▸ What is expected: Reproduce the material below verbatim, from its first line through the line containing "positive clicks: (277, 360)", with both of those lines included.

Stored items:
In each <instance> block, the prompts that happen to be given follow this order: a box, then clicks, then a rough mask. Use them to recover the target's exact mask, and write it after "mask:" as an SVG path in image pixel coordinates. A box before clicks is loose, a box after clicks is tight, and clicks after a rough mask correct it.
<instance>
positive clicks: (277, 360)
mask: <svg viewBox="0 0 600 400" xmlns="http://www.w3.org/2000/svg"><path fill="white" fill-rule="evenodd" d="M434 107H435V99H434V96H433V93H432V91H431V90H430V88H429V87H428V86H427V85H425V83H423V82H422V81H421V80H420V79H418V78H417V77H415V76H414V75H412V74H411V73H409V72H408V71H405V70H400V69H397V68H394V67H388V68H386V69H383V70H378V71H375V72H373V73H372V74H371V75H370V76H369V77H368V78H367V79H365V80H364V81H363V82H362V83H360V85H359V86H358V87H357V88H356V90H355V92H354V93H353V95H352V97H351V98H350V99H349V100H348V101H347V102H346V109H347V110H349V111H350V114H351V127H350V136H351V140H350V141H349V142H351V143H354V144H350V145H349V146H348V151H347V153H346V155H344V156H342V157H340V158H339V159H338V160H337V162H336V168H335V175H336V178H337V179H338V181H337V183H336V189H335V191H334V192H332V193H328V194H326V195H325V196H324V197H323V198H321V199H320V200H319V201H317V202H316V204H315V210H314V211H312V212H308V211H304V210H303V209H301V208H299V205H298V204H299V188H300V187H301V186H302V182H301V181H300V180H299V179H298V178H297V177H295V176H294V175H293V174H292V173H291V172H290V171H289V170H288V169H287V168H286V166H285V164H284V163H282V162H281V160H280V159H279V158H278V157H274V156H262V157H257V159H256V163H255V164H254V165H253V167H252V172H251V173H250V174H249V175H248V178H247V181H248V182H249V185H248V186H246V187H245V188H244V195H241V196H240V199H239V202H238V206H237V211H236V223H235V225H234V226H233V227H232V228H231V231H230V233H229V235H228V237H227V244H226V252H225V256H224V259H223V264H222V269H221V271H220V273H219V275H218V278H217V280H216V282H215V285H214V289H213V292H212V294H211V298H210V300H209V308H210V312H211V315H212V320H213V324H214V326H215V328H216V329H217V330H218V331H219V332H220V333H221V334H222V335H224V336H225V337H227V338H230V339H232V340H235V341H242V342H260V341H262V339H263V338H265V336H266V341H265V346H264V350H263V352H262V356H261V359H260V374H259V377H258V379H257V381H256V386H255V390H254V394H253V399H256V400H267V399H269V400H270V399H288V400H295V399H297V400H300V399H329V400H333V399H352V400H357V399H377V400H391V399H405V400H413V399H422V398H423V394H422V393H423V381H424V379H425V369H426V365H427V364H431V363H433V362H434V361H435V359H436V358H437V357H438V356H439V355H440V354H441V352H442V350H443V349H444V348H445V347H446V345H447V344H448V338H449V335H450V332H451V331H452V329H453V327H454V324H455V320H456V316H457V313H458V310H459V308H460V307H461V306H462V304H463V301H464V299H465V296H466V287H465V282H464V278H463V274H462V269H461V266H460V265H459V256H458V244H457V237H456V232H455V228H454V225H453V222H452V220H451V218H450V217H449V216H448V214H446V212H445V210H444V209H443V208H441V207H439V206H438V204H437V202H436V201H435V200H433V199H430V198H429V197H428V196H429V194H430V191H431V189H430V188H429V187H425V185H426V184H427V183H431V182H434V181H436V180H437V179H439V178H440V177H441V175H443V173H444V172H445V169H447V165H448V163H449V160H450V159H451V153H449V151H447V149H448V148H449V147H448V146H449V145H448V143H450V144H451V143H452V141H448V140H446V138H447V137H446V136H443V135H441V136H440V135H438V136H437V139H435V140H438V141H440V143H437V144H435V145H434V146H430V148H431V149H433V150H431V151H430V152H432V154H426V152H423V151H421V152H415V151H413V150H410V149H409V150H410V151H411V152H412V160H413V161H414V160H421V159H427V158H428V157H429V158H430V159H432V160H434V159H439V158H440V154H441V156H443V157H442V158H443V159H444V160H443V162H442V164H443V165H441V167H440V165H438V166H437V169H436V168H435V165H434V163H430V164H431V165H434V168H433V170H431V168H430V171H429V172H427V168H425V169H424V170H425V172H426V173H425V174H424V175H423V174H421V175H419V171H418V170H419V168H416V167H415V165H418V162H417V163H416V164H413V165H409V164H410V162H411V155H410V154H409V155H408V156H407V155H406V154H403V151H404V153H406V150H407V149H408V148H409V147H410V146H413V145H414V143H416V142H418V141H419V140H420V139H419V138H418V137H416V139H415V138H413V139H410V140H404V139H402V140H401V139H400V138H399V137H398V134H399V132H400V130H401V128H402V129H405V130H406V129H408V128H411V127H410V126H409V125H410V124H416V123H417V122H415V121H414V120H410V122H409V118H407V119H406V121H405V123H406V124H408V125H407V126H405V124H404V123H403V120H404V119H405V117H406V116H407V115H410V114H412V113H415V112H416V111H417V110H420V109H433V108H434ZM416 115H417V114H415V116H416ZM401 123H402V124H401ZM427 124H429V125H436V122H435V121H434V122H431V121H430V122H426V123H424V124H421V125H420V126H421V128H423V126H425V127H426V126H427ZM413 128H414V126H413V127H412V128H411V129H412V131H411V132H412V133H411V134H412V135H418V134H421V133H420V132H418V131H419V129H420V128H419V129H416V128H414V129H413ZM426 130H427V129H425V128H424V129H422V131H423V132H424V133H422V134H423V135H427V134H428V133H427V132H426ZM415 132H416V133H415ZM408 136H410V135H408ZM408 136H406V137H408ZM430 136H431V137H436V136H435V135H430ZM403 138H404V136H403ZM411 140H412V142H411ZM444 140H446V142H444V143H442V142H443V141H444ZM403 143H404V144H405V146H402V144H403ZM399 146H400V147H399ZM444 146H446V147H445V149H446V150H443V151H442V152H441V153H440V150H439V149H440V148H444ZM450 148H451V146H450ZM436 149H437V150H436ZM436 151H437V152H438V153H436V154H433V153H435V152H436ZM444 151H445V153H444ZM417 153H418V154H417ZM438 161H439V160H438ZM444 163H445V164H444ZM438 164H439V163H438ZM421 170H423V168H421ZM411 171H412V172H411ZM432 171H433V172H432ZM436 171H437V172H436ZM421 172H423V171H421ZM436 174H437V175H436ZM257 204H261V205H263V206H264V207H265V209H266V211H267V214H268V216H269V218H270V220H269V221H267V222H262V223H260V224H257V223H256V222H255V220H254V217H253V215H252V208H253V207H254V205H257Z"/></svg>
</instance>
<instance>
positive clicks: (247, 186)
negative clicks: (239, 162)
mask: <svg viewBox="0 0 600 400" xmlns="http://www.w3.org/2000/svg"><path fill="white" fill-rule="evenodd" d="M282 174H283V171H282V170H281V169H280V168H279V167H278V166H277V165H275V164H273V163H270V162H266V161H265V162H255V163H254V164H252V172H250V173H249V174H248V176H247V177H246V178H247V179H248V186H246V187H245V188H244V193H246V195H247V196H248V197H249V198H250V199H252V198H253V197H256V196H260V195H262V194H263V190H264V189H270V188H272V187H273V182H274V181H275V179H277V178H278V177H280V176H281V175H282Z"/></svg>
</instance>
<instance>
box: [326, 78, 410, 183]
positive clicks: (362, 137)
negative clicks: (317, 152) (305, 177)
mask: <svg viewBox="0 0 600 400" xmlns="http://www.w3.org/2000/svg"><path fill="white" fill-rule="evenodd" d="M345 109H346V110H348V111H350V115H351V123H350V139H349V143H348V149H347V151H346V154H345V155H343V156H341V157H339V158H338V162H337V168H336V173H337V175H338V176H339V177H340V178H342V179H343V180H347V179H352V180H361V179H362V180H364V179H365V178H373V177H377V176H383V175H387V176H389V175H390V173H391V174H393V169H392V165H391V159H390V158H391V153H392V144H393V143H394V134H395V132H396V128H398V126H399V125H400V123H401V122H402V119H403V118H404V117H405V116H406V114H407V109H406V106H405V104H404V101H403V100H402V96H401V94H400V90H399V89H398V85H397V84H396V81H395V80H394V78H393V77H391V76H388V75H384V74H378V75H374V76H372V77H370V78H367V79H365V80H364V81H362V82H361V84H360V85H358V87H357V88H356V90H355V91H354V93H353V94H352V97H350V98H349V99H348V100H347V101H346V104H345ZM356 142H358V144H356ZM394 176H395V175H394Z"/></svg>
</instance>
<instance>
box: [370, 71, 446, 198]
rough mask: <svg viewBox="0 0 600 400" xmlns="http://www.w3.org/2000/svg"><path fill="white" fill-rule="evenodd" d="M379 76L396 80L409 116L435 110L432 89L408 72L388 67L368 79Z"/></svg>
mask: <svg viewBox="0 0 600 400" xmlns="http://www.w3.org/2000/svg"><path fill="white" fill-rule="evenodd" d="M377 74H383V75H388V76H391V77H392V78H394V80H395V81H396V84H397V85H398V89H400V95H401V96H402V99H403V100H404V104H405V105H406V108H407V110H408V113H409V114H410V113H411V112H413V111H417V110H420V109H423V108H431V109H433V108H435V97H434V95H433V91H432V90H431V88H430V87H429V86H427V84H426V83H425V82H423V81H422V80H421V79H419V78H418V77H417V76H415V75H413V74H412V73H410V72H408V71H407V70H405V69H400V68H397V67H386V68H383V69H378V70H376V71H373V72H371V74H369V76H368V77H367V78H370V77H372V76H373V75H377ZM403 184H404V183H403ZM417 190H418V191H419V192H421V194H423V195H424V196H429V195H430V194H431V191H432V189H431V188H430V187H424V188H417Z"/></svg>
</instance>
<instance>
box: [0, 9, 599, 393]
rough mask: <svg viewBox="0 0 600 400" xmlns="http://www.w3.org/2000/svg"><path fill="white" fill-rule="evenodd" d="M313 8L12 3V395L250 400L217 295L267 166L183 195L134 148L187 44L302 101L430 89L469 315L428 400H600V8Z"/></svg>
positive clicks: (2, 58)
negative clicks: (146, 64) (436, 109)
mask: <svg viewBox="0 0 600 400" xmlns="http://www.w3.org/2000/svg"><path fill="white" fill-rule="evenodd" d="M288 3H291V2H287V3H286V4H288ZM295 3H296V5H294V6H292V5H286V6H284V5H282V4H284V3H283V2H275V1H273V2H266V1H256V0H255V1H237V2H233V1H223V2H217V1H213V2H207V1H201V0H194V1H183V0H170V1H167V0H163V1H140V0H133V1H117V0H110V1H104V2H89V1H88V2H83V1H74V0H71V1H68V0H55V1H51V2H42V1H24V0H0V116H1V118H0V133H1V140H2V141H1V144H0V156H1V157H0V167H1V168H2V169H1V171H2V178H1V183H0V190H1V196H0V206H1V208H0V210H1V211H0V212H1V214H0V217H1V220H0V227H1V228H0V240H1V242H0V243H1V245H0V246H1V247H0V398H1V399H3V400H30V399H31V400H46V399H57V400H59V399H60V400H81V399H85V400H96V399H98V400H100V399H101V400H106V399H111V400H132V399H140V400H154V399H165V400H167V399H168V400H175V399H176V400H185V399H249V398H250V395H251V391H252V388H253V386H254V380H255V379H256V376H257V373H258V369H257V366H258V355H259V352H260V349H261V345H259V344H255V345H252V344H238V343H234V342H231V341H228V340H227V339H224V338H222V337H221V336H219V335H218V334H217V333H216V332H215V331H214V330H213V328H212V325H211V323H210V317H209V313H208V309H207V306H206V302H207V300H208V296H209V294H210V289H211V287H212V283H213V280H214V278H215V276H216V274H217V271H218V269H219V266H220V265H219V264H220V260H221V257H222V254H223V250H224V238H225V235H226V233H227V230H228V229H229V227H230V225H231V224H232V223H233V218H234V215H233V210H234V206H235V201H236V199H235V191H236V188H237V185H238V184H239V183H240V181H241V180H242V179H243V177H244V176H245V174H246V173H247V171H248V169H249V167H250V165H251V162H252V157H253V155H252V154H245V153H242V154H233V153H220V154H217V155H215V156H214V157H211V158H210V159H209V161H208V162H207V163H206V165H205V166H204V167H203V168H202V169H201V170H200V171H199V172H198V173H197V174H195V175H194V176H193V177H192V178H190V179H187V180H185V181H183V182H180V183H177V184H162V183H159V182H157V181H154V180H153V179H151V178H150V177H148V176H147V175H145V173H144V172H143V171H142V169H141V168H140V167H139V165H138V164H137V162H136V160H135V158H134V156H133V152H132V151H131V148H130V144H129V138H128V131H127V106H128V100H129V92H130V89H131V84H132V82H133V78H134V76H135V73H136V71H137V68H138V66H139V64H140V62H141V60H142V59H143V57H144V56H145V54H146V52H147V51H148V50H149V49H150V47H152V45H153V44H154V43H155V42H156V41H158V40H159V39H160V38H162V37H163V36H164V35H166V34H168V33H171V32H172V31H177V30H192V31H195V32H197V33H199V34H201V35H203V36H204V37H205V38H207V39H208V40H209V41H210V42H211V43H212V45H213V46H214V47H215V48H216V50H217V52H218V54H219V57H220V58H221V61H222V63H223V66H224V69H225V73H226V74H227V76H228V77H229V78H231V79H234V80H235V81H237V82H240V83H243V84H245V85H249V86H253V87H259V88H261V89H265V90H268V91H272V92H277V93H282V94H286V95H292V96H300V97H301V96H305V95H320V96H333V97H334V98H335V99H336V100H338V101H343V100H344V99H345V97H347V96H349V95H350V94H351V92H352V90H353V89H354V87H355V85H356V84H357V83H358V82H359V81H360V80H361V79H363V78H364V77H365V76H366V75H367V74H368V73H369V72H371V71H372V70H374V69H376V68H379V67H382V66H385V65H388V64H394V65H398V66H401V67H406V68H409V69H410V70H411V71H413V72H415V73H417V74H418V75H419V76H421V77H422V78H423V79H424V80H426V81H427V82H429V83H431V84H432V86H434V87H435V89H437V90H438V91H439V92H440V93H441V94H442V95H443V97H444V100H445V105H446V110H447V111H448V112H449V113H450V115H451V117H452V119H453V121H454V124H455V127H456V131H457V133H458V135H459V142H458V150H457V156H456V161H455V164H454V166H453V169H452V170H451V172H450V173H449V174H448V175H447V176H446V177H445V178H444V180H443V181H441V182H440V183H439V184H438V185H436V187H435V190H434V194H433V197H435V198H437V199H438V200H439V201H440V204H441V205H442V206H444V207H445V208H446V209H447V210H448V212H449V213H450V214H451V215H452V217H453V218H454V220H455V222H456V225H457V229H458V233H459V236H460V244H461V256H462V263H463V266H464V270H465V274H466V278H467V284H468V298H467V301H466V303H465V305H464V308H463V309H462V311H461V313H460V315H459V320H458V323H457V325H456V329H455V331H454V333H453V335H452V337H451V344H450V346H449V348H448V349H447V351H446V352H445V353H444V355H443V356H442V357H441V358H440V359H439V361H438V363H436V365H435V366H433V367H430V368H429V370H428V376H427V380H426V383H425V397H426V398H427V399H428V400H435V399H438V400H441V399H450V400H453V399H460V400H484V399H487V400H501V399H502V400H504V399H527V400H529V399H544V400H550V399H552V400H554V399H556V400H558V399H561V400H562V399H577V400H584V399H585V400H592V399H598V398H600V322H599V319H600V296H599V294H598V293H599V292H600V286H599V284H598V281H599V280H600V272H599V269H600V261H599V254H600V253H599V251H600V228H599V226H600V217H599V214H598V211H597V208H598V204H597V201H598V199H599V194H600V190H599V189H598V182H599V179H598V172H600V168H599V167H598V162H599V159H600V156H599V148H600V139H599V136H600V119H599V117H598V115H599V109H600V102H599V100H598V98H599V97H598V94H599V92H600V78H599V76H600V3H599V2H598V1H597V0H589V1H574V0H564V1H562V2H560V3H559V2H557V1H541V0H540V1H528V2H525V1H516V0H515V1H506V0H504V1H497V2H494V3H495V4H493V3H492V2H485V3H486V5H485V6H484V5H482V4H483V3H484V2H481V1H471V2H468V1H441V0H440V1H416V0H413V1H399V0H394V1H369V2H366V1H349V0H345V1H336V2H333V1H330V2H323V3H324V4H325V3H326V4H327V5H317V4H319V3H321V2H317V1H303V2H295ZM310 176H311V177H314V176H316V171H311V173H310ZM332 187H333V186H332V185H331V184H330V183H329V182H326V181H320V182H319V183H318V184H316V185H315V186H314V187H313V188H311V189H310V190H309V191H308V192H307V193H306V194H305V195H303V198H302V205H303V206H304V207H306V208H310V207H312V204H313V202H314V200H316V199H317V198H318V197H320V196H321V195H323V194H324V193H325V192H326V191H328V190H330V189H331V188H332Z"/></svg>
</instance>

▸ Task response:
In each <instance> block, the prompts that happen to be given follow this order: a box, then clicks, then a rough mask. Use them to recover the target's exact mask, and write it after "mask:" as an SVG path in image pixel coordinates. A box before clicks is loose, a box after clicks is tight, and clicks after a rough mask correct it.
<instance>
positive clicks: (277, 360)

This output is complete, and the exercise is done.